• [SET EXERCISE]
Render the items below, from their start through the line containing "[0, 0, 1270, 433]", as a Markdown table with the columns Row and Line. Give each nonblank line its own numbered row and leave out blank lines.

• [MATERIAL TO PROCESS]
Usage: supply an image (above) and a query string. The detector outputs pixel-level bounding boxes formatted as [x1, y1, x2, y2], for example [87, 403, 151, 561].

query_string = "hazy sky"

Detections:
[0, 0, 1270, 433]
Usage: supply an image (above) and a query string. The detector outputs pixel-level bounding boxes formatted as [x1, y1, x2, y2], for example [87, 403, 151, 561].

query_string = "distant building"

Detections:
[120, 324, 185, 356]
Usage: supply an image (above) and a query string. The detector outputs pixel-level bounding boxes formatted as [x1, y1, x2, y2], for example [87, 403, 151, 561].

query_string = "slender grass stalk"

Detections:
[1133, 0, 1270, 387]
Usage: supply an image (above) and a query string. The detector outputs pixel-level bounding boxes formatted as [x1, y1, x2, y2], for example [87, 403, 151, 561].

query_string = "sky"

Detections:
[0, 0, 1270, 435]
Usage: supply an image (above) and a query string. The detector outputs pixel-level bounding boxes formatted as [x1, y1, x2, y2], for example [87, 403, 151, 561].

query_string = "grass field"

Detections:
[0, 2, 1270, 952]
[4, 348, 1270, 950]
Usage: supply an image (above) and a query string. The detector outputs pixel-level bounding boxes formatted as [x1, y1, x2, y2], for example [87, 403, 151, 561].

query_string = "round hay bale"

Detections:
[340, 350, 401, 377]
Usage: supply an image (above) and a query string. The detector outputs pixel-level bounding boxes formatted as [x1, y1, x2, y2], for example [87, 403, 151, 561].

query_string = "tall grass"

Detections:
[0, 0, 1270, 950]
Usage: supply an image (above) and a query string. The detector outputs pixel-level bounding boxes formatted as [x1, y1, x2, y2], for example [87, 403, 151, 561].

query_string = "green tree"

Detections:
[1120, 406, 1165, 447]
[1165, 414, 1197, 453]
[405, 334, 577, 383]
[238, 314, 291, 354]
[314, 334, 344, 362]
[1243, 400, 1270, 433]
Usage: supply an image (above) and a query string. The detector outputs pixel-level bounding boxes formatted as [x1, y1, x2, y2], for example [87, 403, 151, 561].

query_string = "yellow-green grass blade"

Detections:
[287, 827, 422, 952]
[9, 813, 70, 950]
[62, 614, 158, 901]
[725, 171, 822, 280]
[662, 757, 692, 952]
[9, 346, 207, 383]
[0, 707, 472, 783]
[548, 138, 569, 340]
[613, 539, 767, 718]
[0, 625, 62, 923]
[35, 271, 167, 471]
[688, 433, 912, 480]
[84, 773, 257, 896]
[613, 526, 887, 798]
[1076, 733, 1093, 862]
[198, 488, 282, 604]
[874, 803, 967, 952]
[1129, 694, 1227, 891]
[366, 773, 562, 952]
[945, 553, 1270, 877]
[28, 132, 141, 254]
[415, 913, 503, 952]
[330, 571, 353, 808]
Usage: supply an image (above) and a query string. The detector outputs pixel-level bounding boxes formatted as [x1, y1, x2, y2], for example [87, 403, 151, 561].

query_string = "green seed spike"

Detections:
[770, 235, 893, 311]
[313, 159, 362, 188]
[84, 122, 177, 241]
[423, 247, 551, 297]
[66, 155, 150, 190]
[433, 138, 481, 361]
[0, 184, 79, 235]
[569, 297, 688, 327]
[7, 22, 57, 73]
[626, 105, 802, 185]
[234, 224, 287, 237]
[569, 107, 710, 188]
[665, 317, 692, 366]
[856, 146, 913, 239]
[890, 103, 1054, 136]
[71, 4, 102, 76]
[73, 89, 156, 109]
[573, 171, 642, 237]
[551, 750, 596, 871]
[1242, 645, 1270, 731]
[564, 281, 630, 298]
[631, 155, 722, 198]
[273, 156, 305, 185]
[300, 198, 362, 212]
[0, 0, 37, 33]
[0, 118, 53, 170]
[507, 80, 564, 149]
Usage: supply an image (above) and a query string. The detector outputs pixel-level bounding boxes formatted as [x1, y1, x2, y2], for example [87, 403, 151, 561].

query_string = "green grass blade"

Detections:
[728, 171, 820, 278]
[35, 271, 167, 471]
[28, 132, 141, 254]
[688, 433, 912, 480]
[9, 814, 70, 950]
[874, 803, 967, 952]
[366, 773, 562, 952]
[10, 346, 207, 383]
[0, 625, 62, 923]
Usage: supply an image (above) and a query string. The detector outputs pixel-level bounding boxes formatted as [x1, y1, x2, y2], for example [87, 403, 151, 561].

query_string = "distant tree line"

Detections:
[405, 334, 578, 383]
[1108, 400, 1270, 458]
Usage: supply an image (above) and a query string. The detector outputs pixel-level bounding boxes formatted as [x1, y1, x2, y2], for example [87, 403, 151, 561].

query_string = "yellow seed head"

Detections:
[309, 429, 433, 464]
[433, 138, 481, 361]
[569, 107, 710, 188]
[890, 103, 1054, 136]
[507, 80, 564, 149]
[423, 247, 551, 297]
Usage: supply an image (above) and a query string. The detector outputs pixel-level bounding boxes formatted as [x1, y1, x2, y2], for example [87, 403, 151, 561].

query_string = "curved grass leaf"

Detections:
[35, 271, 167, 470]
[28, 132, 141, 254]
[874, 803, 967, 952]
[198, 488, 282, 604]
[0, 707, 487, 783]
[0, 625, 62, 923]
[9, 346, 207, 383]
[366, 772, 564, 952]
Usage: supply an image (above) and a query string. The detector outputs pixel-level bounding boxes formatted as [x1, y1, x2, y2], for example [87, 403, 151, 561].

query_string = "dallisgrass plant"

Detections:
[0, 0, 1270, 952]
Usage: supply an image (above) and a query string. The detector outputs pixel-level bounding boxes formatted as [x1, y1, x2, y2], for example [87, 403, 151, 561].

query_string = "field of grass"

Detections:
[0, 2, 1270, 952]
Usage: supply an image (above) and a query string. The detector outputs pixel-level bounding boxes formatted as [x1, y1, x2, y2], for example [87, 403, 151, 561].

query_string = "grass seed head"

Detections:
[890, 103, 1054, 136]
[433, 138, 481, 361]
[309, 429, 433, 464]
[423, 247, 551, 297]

• [TASK ANSWER]
| Row | Line |
|---|---|
| 1 | Usage: supply an image (above) and a query string. The detector outputs pixel-level bounding boxes formatted as [x1, y1, x2, y2], for example [87, 403, 151, 561]. |
| 2 | query_string = "hazy sky" |
| 3 | Detections: |
| 4 | [0, 0, 1270, 433] |